TEXT EXCERPT:
________

Industry advocates in Fort McMurray did not mince words.
“We do not believe this budget is good for Fort McMurray,” said Keith Plowman, president of the Fort McMurray Construction Association (FMCA). “We are disappointed there was little or no mention of stimulus projects to encourage success or growth in the local construction industry. There was no plan of action to address the infrastructure deficit which currently sits at over $2 billion, nationally. Getting those projects moving will inject much needed stimulus into the economy and close the infrastructure deficit.”
The FMCA believes switching the home energy retrofit program from grants to loans will significantly reduce opportunities for small and medium contractors in the province.
“We’ve seen a number of local businesses, including FMCA members, close their doors during the pre-COVID recession and during the pandemic, and families living paycheque to paycheque,” said Plowman. “They can’t afford another cost.”
Plowman also was not convinced of how $101.4 billion in new spending over three years will fuel the economic recovery and start the transition to a green economy.
“Given this area has often been described as the economic engine of this country, there was little commitment to it, including the construction of an east-west pipeline which would stimulate the economy and bolster construction, both here and across the country,” said Plowman. “(Justin Trudeau’s) anti-oilsands stance was clear.”

________

YOUR GOAL:
Copy the stretch of the Fort McMurray budget text from "The FMCA believes" through "a green economy.", and replace "contractors" with "builders". The lines that follow come from an unrelated source.

________

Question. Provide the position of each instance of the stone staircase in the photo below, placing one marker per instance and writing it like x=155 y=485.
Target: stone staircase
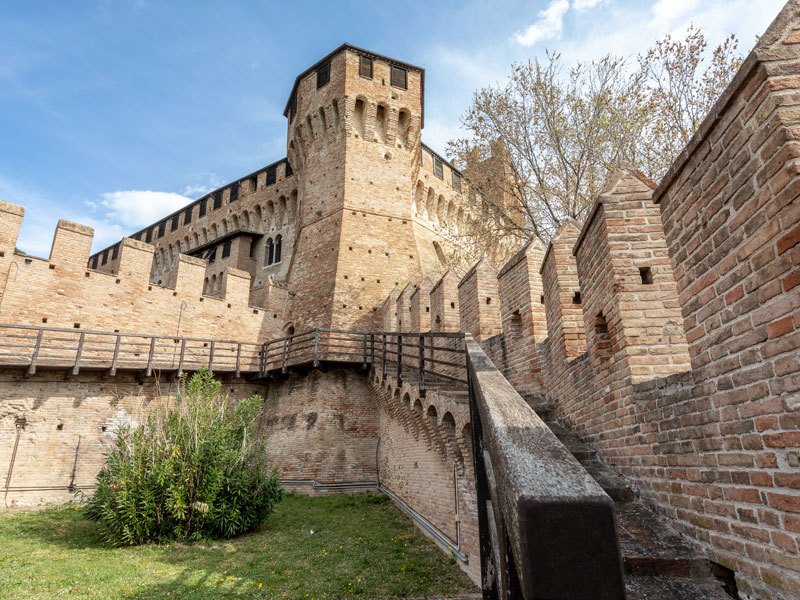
x=659 y=563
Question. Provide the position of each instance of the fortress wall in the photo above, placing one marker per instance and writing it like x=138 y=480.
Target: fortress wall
x=321 y=426
x=523 y=320
x=54 y=414
x=445 y=310
x=424 y=458
x=478 y=302
x=421 y=307
x=62 y=292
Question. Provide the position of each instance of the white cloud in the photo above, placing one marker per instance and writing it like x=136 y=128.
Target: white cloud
x=580 y=5
x=137 y=208
x=549 y=25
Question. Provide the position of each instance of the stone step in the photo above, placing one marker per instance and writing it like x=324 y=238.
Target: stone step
x=614 y=485
x=673 y=588
x=650 y=548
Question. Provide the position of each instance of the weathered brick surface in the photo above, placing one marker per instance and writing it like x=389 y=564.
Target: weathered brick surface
x=70 y=423
x=321 y=426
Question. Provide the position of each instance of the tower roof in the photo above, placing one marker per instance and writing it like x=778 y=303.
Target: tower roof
x=361 y=51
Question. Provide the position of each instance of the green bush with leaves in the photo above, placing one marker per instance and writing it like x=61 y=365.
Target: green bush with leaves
x=193 y=470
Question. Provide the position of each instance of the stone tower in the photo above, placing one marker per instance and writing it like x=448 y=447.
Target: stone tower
x=354 y=144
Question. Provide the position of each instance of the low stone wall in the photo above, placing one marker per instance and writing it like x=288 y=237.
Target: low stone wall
x=66 y=425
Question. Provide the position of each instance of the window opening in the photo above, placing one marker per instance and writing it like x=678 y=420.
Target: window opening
x=323 y=74
x=365 y=66
x=399 y=77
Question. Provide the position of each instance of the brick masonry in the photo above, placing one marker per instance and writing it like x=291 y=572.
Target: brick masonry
x=664 y=330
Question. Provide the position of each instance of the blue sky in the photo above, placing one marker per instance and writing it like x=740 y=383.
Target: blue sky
x=115 y=112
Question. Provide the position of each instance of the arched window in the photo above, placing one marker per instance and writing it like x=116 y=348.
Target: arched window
x=270 y=252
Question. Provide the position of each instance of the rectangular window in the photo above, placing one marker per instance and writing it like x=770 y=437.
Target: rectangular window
x=437 y=167
x=365 y=66
x=399 y=77
x=323 y=74
x=292 y=107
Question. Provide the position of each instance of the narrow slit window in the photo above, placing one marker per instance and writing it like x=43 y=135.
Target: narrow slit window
x=399 y=77
x=293 y=107
x=438 y=169
x=365 y=66
x=323 y=74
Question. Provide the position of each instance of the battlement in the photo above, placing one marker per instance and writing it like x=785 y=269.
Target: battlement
x=664 y=332
x=62 y=292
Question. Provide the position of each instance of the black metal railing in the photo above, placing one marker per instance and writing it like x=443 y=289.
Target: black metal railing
x=424 y=357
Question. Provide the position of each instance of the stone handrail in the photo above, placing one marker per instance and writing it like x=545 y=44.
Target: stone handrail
x=547 y=528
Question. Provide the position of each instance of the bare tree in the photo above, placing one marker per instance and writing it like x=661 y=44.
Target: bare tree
x=540 y=148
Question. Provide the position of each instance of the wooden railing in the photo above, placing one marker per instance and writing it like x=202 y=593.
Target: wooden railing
x=425 y=357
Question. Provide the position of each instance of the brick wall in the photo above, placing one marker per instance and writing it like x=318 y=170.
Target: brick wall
x=321 y=426
x=62 y=292
x=56 y=414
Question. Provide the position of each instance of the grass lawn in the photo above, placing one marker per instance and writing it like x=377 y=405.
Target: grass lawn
x=362 y=546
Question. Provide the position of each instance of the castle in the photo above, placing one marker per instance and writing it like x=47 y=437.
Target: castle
x=640 y=373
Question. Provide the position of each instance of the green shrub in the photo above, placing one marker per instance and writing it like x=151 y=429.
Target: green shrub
x=190 y=471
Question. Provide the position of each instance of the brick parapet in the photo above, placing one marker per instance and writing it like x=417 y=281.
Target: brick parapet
x=62 y=292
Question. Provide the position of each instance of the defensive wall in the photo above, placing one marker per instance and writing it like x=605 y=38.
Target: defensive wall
x=666 y=330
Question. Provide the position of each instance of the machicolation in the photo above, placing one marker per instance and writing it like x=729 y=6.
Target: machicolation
x=621 y=403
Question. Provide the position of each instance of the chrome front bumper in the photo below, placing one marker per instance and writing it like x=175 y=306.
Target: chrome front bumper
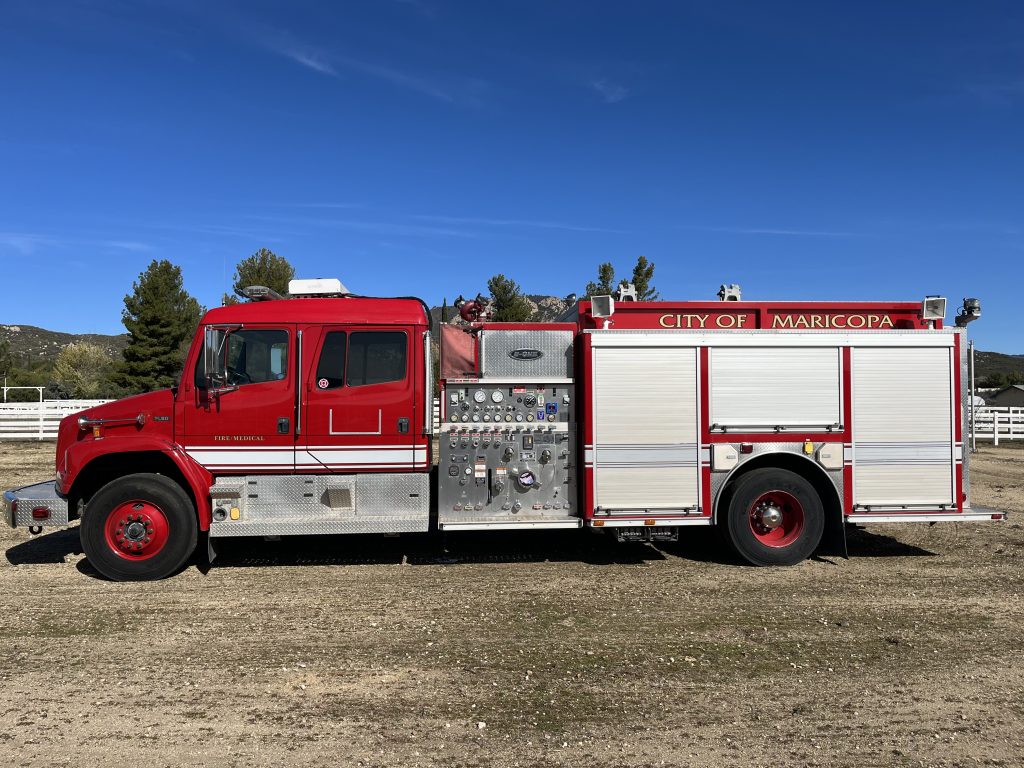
x=33 y=506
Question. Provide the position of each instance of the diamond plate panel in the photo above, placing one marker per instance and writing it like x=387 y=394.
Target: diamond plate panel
x=29 y=497
x=555 y=348
x=718 y=479
x=300 y=505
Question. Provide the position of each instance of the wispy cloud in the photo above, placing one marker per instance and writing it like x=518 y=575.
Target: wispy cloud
x=997 y=93
x=519 y=223
x=337 y=206
x=308 y=59
x=26 y=243
x=128 y=245
x=772 y=231
x=610 y=91
x=336 y=66
x=375 y=227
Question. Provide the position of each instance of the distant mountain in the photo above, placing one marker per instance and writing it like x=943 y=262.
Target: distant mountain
x=31 y=345
x=987 y=364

________

TASK ANSWER:
The FMCA believes switching the home energy retrofit program from grants to loans will significantly reduce opportunities for small and medium builders in the province.
“We’ve seen a number of local businesses, including FMCA members, close their doors during the pre-COVID recession and during the pandemic, and families living paycheque to paycheque,” said Plowman. “They can’t afford another cost.”
Plowman also was not convinced of how $101.4 billion in new spending over three years will fuel the economic recovery and start the transition to a green economy.